A run of rows

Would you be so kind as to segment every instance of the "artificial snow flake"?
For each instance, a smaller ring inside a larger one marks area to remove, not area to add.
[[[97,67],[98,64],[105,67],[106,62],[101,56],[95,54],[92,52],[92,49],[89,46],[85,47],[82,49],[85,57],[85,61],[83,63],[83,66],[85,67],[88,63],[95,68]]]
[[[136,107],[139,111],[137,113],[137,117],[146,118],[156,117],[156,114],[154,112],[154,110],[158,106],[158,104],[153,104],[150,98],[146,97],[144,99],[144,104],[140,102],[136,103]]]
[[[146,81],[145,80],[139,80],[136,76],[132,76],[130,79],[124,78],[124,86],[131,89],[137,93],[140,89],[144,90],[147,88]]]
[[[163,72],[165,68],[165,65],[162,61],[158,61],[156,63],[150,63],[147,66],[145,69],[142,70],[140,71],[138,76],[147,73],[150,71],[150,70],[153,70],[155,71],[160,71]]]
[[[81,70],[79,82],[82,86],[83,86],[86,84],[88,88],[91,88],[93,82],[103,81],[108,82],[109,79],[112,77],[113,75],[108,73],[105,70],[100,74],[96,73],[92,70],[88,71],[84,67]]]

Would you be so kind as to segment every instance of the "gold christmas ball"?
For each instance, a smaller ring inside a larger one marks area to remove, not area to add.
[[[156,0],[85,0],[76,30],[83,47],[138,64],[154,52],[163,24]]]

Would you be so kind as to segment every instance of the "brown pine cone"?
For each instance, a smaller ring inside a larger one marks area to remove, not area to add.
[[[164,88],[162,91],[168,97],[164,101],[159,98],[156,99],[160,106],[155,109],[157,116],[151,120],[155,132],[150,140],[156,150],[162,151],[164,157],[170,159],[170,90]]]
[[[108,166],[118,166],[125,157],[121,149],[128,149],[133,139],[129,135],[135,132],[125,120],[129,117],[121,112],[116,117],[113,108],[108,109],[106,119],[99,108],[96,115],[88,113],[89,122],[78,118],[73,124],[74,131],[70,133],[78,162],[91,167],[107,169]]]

---

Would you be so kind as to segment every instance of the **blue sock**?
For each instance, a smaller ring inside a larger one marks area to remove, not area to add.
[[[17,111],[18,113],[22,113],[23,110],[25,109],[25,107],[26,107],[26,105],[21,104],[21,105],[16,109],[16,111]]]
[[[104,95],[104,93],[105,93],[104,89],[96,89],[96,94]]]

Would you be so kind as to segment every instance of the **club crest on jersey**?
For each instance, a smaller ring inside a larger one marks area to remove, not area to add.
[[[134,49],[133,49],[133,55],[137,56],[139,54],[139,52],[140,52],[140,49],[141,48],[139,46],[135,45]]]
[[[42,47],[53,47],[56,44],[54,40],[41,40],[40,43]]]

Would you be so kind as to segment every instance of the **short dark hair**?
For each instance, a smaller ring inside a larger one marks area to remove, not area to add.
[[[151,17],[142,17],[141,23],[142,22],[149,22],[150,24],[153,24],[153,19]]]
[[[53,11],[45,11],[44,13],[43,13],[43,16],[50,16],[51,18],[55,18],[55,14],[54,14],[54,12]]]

_Task to carry out_
Can you gather every line in the rows above that contains the string "crest", with case counting?

_The answer_
Would you be so kind as to segment every instance of the **club crest on jersey**?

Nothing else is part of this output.